INSTRUCTIONS TO FOLLOW: Copy the material from the line that contains "tag the tree, one point per instance." through the line that contains "<point>915,547</point>", swapping "Query" for "Label" and leaving everything else as it is. Give only those lines.

+ + + + + + +

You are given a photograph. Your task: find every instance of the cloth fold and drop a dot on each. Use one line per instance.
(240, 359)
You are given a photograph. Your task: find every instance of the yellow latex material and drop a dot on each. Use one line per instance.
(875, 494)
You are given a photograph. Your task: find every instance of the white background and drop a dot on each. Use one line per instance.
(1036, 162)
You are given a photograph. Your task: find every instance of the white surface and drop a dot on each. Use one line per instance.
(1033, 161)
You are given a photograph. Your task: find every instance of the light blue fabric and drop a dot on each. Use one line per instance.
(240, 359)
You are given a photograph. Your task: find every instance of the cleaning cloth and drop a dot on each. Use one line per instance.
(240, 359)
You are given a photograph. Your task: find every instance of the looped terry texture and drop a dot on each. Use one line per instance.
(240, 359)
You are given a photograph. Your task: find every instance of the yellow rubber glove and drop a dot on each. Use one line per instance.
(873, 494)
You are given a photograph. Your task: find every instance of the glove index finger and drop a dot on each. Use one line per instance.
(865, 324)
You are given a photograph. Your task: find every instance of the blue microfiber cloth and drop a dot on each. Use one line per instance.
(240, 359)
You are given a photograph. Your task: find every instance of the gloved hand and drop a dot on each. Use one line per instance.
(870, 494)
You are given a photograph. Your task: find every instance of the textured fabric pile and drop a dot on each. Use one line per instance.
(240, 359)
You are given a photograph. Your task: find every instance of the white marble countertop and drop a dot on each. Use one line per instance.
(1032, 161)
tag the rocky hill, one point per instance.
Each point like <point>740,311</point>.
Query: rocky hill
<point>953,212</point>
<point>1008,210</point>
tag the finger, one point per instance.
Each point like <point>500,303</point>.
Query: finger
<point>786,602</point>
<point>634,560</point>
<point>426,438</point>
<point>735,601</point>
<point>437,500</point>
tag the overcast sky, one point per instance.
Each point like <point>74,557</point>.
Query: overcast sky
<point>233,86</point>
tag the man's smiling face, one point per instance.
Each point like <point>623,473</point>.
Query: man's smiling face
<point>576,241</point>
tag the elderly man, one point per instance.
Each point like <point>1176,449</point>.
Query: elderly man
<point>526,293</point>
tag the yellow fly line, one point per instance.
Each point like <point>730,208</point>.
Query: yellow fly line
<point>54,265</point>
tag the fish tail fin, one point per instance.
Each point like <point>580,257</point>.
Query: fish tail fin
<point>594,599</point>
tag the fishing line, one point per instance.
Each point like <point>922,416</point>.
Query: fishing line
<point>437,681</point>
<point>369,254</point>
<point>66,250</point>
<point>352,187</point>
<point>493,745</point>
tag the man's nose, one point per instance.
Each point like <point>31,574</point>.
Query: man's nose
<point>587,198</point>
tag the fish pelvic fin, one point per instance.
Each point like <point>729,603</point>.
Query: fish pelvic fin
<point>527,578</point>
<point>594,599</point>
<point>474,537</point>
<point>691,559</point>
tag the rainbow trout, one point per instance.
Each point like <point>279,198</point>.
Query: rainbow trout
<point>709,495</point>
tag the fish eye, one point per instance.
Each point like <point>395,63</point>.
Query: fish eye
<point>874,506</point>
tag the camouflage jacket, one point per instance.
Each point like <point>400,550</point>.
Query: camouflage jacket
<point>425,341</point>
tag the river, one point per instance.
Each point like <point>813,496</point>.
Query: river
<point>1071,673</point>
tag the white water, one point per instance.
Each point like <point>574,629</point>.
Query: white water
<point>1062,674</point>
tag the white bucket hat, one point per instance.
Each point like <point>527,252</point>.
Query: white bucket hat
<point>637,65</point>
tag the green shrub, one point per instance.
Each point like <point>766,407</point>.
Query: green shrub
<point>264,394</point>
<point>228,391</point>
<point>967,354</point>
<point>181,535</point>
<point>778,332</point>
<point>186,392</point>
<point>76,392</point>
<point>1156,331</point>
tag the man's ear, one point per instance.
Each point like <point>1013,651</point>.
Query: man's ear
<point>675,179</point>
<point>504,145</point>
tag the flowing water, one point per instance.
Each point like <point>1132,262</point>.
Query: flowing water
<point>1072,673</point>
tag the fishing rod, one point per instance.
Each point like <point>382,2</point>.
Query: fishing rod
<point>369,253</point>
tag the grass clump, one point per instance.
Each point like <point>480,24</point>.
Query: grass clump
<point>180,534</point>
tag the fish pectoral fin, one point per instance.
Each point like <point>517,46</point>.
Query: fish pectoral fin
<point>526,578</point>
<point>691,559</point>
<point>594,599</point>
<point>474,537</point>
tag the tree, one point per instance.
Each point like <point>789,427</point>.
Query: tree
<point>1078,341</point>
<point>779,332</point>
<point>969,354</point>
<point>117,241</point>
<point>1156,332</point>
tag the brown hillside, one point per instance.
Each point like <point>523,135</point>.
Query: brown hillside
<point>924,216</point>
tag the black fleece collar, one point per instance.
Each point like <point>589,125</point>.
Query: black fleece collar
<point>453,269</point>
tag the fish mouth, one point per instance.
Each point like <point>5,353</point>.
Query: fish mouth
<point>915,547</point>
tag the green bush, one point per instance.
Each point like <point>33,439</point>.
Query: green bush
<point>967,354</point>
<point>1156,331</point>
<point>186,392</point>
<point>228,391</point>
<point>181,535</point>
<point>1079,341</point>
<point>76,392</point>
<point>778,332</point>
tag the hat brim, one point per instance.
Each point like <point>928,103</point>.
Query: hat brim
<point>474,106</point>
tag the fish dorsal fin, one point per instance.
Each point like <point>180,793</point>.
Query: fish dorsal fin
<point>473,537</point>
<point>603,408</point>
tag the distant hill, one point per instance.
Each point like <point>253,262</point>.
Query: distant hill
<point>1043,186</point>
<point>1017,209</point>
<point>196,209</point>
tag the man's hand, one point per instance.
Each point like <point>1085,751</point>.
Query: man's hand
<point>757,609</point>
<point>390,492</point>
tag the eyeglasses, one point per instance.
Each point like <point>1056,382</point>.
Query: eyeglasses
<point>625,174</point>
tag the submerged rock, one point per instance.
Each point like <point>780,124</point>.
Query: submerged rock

+ + + + + + +

EXERCISE OUTPUT:
tag the tree, one point per instance.
Each point like <point>789,427</point>.
Label: tree
<point>1078,341</point>
<point>779,332</point>
<point>969,354</point>
<point>117,241</point>
<point>1156,332</point>
tag the brown hillside, one point per instance.
Each point like <point>523,135</point>.
Label: brown hillside
<point>924,216</point>
tag the black fleece collar, one point per instance.
Each point like <point>589,125</point>.
Label: black fleece collar
<point>453,269</point>
tag the fish mouth, one point per instance.
Each point like <point>5,353</point>.
Label: fish mouth
<point>915,547</point>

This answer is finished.